## BEGIN DATA SECTION

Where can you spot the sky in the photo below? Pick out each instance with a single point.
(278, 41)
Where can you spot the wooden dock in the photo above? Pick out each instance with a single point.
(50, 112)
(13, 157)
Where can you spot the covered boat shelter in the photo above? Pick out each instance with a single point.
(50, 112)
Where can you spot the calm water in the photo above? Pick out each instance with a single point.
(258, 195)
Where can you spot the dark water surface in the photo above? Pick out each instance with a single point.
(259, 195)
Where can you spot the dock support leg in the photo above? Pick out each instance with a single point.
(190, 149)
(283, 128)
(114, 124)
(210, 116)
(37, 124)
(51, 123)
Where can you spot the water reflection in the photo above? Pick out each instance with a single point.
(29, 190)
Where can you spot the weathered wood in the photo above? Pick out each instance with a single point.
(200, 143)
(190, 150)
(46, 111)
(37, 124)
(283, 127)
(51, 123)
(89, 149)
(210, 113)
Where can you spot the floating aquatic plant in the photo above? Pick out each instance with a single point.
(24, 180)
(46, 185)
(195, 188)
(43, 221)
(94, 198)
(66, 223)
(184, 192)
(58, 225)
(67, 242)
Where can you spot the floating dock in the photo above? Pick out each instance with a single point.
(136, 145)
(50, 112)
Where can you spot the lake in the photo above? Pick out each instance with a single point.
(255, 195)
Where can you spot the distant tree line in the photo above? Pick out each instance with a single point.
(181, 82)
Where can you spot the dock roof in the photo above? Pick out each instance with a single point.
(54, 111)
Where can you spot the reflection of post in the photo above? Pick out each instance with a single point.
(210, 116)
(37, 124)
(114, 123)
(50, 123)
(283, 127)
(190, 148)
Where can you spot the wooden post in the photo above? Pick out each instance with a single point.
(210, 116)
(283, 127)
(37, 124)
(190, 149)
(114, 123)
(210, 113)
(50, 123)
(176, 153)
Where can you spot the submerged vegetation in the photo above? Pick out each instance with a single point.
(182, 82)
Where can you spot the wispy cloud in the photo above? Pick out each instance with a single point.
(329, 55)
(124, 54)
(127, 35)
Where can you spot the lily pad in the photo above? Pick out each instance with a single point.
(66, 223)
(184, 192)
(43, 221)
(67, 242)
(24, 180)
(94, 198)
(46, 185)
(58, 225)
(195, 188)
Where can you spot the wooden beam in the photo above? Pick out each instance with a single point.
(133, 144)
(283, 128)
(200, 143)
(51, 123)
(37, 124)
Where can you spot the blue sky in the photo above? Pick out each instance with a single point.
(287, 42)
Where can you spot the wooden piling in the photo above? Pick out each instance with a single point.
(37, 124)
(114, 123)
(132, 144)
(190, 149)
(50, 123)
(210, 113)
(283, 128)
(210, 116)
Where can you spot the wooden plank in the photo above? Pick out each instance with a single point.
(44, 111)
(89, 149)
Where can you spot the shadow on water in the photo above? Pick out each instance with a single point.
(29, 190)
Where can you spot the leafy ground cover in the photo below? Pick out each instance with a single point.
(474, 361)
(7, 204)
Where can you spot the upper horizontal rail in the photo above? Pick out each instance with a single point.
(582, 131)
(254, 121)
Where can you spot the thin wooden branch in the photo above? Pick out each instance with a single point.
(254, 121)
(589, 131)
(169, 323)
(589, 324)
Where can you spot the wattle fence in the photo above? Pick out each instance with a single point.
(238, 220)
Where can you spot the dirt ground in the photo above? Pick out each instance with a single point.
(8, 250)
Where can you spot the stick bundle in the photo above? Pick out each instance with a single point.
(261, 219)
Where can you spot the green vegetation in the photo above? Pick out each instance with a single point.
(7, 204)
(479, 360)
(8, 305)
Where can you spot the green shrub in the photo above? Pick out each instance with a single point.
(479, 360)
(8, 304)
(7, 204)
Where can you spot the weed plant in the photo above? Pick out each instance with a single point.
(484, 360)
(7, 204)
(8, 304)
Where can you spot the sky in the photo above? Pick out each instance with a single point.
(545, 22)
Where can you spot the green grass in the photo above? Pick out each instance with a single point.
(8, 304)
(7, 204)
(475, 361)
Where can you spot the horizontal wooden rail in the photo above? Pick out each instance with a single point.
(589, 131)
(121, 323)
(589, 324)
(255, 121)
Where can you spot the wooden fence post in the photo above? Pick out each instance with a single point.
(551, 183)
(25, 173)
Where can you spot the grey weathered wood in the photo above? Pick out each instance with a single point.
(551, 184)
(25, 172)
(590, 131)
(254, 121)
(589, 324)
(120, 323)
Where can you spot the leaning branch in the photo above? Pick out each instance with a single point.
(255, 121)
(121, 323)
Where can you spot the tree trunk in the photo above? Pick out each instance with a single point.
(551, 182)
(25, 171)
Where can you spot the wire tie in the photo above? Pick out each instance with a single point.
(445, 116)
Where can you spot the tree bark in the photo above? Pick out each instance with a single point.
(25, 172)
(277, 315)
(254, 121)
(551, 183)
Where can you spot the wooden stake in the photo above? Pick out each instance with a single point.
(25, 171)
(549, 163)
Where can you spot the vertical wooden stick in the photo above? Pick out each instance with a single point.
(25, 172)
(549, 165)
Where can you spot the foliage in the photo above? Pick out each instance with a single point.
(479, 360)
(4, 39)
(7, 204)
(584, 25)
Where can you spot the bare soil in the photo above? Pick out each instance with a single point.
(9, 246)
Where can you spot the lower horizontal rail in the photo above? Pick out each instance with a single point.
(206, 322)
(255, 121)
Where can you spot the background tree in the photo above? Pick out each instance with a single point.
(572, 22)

## END DATA SECTION
## BEGIN DATA SECTION

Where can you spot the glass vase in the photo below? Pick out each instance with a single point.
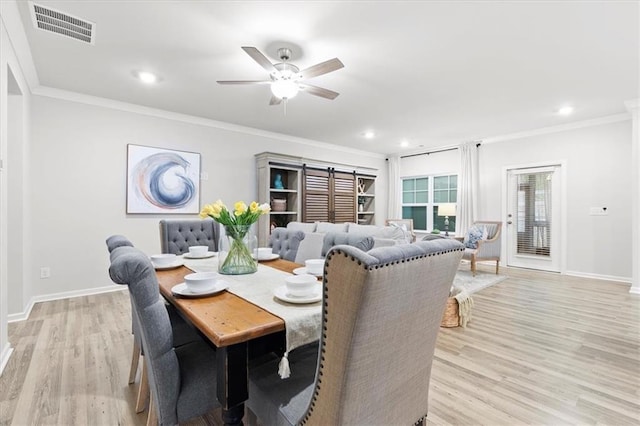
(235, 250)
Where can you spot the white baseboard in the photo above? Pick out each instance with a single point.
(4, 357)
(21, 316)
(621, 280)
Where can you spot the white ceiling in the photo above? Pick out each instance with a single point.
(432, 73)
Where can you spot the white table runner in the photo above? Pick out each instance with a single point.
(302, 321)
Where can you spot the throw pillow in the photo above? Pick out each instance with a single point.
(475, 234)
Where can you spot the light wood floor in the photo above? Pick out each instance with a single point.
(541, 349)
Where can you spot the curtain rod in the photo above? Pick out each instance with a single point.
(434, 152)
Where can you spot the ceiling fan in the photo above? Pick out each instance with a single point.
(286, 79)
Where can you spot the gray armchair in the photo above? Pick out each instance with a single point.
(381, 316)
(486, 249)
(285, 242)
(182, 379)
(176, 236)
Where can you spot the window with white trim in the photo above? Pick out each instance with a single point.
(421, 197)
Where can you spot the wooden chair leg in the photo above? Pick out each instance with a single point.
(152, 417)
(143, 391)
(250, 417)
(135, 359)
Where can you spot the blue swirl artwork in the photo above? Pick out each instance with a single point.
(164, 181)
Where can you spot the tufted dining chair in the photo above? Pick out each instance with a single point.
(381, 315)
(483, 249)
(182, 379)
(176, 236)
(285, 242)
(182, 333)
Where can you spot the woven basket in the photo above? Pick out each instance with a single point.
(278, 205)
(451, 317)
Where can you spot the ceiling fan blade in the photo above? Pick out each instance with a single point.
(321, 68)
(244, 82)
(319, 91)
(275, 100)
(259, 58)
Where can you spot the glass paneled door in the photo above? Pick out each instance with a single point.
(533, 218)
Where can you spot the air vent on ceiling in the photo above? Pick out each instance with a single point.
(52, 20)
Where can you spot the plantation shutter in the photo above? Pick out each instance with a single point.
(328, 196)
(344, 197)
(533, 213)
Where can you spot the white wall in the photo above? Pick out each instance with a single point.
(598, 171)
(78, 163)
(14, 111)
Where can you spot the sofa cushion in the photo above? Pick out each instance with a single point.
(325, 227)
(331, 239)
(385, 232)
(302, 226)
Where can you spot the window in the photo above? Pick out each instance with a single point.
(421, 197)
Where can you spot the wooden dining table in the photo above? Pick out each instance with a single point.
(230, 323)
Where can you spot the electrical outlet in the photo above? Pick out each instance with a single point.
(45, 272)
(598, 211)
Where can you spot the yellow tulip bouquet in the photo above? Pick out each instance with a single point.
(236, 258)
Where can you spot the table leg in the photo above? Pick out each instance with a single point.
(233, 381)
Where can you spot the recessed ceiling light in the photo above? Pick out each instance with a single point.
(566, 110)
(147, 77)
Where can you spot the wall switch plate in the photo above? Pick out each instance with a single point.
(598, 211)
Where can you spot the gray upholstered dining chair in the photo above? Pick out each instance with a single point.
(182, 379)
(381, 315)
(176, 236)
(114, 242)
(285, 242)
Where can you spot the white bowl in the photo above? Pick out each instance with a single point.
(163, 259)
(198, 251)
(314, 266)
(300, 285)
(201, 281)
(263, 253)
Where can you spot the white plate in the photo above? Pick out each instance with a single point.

## END DATA SECTION
## BEGIN DATA SECTION

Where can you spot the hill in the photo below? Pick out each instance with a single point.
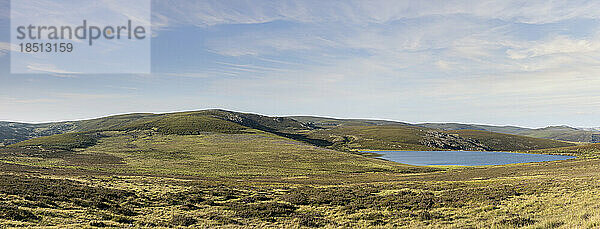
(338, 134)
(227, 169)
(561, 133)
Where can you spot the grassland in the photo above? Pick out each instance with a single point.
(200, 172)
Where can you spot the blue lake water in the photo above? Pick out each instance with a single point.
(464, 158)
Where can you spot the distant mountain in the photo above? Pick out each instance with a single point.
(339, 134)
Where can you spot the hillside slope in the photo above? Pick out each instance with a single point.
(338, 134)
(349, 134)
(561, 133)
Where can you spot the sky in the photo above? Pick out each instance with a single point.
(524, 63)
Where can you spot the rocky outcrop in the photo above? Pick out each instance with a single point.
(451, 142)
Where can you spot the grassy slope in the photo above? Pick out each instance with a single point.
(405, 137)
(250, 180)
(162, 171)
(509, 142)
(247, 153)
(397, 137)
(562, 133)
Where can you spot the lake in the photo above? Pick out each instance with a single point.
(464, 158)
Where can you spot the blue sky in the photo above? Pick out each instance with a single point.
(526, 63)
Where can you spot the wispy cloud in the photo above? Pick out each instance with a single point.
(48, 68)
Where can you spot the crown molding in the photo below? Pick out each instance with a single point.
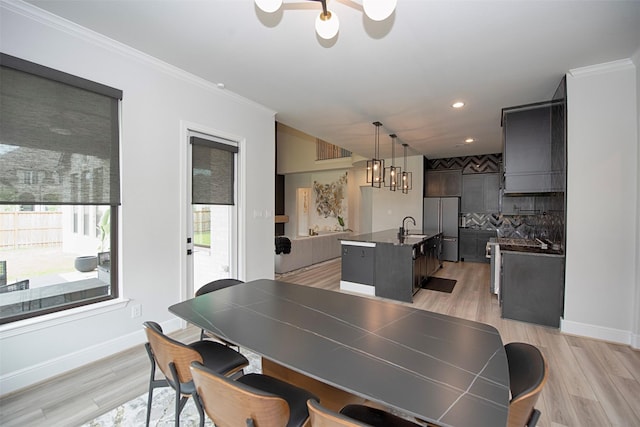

## END DATA SECTION

● **EXERCISE INSTRUCTIONS**
Starting at the line that has "Where can you spot the sofa" and stopping after the line that has "Where can you spot the white plate", write out those items again, replacing "white bowl" with "serving bowl" and leaving everything else unchanged.

● **THE REPLY**
Where can you spot the sofa cushion in the photo above? Pick out each instance with a single point.
(325, 227)
(331, 239)
(385, 232)
(302, 226)
Where can you spot the window in the photo above? Pick out each instance with a single point.
(421, 197)
Where can you spot the wooden dining table in the photo above? Pick out each instance with a single point.
(230, 323)
Where can you spot the electrical outlet in the photo above? Pick out each instance with a single point.
(45, 272)
(598, 211)
Where can you spot the yellow tulip bouquet in the photo above? Pick out each instance with a single point.
(236, 258)
Where can you spot the table leg in the photo above? Pick out each instance with a single point.
(233, 381)
Where can you spot the recessed ceiling light in the photo above? Pick out each instance with a single point.
(566, 110)
(147, 77)
Where can you spot the wall switch plate in the photo above? Pick out each instance with a single point.
(598, 211)
Where can you spot the gray upholstered dining chair in the photo above? Pick out each instance with a single point.
(182, 379)
(381, 315)
(176, 236)
(114, 242)
(285, 242)
Where can you spot the serving bowl in the photo above? Pick out each instance with a single point.
(163, 259)
(198, 251)
(314, 266)
(300, 285)
(201, 281)
(263, 253)
Where can you spot the white plate in the photo above? Pick out each instance with a single point.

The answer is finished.